TEXT EXCERPT »
10 SES 03 B, Mentoring Matters
There has been a growth in the numbers of overseas trained teachers (OTTs) in English schools over two decades (Ross and Hutchings, 2003), in response to teacher shortage. This growth has been seen as an extension of a laissez-faire market into state education (Hatcher 2006) and recruitment agencies have been accused of exploitation (de Villiers and Books 2009). OTTs have been considered vulnerable (NASUWT, 2007), and have suffered prejudice (Cole and Stuart, 2005). OTTs come from a variety of former colonial territories, not all with English as their first language. Teachers from Australia, New Zealand, Canada and The United States, and teachers from European Union countries are entitled to automatic Qualified Teacher Status in England.
Mentoring is included in most teacher training and education programmes worldwide. Much research has been undertaken into its value of mentoring for beginning teachers, less for OTTs. They arrive ready for new experiences, but it is likely that they face added challenges because of their background as compared to home-trained teachers (Stevens, Emily, & Yamashita, 2010). Mentoring has been significant in withdrawals and failure rates of ethnic minority trainee teachers (Basit et al, 2006).

GIVEN DATA »
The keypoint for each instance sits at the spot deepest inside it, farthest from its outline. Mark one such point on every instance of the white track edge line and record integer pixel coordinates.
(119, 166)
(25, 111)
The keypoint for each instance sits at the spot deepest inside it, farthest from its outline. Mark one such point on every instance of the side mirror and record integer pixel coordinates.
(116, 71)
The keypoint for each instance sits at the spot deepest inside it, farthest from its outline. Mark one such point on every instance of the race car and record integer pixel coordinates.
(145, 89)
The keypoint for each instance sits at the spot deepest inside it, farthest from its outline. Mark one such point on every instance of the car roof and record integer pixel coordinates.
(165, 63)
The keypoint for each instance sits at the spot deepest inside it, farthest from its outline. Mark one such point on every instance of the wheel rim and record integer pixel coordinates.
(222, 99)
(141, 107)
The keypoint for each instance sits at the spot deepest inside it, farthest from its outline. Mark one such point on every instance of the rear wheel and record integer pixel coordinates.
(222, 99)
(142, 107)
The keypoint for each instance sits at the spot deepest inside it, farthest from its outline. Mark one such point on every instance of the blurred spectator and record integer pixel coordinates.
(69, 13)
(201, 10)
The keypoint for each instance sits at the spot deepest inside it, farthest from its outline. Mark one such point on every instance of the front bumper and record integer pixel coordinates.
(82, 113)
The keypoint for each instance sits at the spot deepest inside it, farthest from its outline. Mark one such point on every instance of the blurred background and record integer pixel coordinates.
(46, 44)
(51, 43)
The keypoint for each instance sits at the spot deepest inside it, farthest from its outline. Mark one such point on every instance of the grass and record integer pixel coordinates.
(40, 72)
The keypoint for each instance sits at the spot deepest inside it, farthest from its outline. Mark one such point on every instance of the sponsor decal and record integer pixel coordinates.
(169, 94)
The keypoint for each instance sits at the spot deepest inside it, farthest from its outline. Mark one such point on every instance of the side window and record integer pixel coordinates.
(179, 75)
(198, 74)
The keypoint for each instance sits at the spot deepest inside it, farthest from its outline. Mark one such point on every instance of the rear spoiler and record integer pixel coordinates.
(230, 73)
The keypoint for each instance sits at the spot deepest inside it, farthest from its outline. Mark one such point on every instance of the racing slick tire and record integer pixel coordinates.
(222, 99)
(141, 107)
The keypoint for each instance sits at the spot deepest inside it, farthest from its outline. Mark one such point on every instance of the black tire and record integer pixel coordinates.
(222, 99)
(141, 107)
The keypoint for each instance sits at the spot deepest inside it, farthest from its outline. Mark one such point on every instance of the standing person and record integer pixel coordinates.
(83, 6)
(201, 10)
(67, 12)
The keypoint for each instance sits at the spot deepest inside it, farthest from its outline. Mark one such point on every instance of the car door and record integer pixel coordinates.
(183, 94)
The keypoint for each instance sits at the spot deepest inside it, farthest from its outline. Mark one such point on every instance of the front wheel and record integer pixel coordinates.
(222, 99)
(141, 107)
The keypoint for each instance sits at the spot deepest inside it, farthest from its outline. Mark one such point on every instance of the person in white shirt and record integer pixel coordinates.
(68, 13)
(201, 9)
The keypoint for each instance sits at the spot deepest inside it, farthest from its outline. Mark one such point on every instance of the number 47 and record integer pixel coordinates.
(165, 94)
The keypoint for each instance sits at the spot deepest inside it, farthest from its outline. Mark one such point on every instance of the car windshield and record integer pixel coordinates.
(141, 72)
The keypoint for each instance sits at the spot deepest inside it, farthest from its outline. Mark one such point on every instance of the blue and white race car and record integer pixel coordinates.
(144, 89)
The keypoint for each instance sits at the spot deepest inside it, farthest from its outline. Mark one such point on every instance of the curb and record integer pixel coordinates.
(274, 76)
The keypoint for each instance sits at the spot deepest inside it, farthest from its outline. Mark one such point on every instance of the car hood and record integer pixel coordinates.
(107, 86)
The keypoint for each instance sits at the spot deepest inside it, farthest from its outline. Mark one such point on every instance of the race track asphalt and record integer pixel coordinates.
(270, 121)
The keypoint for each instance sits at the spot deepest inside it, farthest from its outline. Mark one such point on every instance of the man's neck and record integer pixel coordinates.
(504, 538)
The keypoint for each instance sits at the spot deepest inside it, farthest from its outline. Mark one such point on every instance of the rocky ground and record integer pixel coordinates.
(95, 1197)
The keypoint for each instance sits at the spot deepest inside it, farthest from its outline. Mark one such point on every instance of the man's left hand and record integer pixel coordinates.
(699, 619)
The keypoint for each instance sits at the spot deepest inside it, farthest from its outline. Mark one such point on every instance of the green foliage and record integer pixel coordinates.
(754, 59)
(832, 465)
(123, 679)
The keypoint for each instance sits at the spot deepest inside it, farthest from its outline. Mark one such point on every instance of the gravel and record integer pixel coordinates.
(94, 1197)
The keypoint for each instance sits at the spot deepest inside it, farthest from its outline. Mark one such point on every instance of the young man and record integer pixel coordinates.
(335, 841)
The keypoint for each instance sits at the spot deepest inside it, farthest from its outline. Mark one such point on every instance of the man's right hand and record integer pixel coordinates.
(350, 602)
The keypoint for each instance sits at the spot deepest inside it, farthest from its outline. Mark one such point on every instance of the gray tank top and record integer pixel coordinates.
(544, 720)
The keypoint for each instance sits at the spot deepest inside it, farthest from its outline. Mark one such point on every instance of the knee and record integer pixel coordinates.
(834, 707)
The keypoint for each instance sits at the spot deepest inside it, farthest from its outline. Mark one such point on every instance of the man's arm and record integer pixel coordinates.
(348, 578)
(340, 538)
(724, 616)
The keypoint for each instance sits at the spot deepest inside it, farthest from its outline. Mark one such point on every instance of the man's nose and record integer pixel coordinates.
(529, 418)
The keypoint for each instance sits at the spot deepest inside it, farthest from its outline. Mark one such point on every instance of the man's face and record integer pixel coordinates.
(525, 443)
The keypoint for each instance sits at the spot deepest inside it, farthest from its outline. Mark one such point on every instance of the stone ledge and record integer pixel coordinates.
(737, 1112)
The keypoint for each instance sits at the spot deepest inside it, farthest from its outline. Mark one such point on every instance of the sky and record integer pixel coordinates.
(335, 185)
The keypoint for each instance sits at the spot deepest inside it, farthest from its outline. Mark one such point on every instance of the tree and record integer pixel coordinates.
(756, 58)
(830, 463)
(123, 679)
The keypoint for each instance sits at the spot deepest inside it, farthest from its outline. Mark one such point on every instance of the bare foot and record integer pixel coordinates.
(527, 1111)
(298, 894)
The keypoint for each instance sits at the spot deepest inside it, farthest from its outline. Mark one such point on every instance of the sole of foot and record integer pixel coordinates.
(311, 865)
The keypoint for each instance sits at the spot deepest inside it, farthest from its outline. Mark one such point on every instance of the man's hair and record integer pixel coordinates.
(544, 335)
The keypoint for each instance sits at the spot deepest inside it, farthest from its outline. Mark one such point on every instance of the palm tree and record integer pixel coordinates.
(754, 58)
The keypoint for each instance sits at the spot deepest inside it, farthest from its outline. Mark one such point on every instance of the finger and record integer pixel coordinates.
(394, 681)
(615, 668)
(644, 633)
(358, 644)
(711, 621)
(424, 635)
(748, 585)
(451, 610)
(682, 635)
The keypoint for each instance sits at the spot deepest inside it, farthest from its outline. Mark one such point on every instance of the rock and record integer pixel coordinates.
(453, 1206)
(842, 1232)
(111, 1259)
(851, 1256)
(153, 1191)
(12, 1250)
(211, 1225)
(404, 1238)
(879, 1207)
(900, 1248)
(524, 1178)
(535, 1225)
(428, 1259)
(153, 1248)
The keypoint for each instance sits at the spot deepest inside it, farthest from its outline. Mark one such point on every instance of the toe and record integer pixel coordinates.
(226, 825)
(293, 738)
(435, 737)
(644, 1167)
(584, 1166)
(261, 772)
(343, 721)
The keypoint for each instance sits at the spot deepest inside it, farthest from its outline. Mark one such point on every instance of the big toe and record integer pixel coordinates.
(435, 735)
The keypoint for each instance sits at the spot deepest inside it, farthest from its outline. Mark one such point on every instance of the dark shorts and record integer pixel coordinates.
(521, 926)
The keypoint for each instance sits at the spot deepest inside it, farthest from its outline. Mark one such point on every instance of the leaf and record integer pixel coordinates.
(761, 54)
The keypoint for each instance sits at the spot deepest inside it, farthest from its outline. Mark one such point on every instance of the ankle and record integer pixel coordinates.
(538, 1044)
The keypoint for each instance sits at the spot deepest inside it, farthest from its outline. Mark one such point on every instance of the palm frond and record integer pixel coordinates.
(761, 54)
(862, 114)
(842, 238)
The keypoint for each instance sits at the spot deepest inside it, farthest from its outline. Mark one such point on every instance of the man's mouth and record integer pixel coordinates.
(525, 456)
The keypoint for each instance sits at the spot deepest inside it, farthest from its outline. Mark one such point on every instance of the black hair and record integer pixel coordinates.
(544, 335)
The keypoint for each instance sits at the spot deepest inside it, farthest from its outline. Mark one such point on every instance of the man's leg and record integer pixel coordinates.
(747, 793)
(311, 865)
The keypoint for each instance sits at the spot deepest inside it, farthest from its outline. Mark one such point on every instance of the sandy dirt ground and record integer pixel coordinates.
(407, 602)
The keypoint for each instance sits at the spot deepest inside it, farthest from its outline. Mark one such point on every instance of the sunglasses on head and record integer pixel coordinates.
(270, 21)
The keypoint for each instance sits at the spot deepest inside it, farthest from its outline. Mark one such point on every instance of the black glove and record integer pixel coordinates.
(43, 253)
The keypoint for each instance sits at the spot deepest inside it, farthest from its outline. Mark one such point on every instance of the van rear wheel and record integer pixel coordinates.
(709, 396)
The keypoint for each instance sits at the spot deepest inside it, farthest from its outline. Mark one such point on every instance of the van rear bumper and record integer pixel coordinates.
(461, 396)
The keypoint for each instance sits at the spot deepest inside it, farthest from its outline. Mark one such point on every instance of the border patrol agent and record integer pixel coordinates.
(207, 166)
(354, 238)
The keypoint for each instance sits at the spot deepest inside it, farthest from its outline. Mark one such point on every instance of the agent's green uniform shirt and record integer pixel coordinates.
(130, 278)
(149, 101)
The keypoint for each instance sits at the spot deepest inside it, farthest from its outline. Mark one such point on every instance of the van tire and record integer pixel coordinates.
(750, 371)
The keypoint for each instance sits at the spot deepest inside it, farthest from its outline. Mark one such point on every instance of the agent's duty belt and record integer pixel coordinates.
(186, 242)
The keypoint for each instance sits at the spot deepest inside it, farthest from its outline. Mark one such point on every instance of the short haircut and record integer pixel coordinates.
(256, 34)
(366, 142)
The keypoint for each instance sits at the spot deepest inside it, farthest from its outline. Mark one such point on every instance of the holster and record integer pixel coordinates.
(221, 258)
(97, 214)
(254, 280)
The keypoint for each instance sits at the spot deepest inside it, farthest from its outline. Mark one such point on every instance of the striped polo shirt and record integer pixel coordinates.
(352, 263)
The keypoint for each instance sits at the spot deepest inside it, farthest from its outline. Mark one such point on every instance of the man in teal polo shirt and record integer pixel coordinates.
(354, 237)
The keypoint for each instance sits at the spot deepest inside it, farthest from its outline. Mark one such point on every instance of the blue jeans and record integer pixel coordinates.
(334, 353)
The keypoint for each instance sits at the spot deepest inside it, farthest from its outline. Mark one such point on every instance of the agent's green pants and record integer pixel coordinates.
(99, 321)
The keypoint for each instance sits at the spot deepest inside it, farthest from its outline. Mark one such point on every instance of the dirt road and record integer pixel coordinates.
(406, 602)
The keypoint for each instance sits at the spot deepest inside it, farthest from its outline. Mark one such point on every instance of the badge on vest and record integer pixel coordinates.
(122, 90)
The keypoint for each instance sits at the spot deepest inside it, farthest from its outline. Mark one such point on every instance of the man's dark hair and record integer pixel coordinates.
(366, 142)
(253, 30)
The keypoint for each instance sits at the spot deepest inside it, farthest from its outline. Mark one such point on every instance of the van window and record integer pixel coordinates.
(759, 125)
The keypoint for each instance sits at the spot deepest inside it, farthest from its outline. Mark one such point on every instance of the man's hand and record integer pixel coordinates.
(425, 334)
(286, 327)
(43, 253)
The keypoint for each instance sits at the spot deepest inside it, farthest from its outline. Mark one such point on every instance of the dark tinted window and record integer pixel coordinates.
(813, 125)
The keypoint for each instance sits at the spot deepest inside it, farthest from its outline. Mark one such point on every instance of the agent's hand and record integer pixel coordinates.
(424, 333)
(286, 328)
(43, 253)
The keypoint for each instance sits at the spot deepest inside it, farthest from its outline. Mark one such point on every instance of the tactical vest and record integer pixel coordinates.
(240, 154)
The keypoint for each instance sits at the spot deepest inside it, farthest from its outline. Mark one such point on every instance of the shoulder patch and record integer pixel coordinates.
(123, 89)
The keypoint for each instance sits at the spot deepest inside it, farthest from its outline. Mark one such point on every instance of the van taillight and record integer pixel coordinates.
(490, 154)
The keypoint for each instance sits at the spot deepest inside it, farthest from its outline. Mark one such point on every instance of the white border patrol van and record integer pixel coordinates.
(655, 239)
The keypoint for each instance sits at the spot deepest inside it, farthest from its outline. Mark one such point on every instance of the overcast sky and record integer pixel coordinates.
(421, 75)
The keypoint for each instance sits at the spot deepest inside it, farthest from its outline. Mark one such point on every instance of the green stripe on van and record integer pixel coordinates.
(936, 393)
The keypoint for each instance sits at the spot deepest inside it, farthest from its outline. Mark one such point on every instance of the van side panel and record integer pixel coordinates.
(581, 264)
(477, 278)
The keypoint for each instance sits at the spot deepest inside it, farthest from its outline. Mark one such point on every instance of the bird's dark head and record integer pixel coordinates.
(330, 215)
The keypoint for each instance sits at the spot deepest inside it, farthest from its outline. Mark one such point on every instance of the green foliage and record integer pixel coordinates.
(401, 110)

AIM OF THE EXERCISE » Copy out the full text on mentoring overseas trained teachers, word for word. The records have nothing to do with the text.

COMPLETE OUTPUT »
10 SES 03 B, Mentoring Matters
There has been a growth in the numbers of overseas trained teachers (OTTs) in English schools over two decades (Ross and Hutchings, 2003), in response to teacher shortage. This growth has been seen as an extension of a laissez-faire market into state education (Hatcher 2006) and recruitment agencies have been accused of exploitation (de Villiers and Books 2009). OTTs have been considered vulnerable (NASUWT, 2007), and have suffered prejudice (Cole and Stuart, 2005). OTTs come from a variety of former colonial territories, not all with English as their first language. Teachers from Australia, New Zealand, Canada and The United States, and teachers from European Union countries are entitled to automatic Qualified Teacher Status in England.
Mentoring is included in most teacher training and education programmes worldwide. Much research has been undertaken into its value of mentoring for beginning teachers, less for OTTs. They arrive ready for new experiences, but it is likely that they face added challenges because of their background as compared to home-trained teachers (Stevens, Emily, & Yamashita, 2010). Mentoring has been significant in withdrawals and failure rates of ethnic minority trainee teachers (Basit et al, 2006).